(Stored dataset items)

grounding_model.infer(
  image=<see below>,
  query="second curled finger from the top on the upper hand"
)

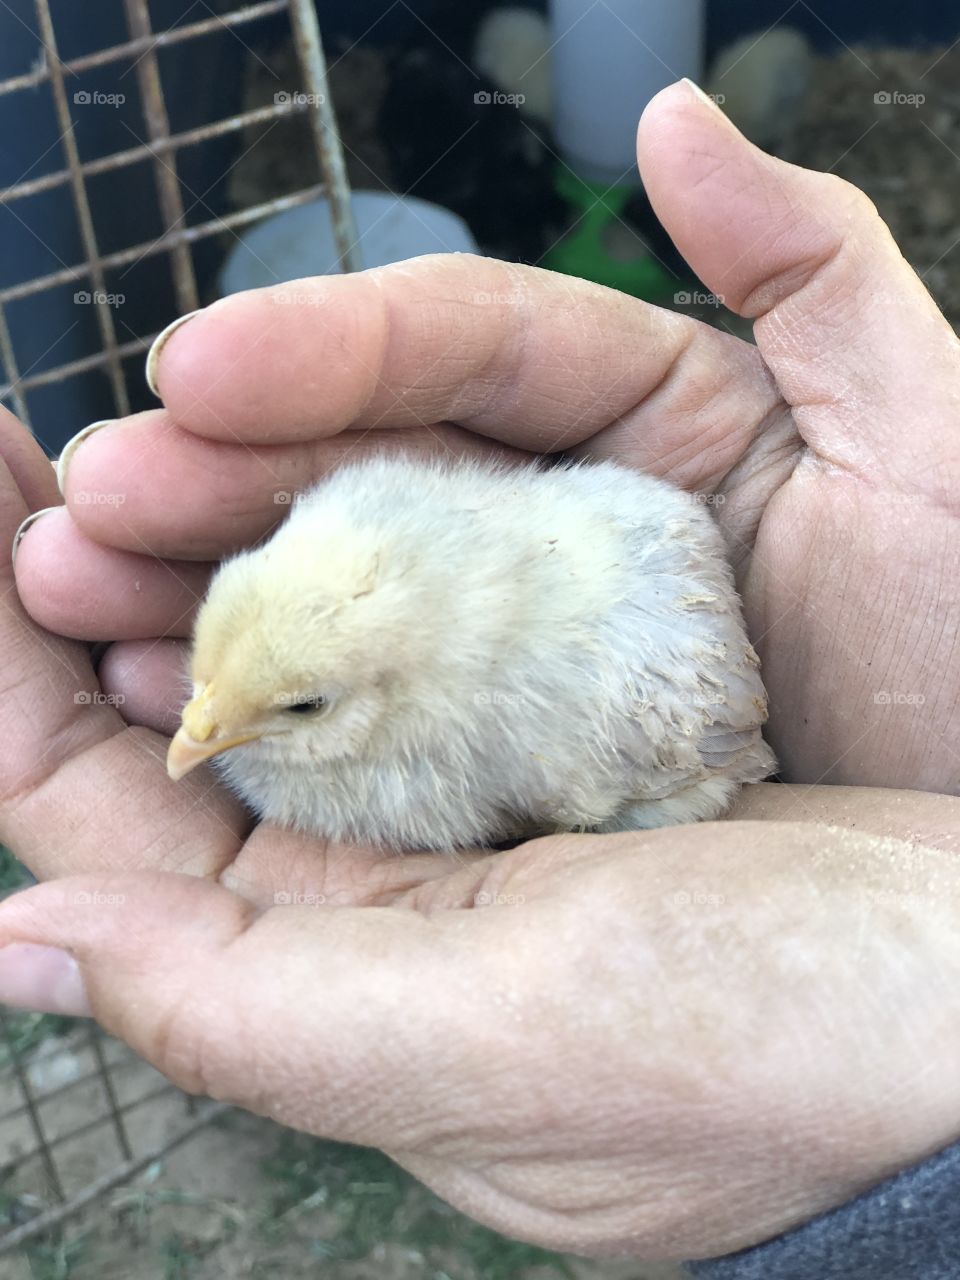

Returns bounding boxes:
[64,410,521,561]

YOUR TASK
Beginning with the line holding "curled finger from", copy each line exactly through the end of the records above, and leave every picture out.

ANSWER BELOW
  query="second curled finger from the top on the upper hand"
)


Returns bounding boxes:
[64,410,521,561]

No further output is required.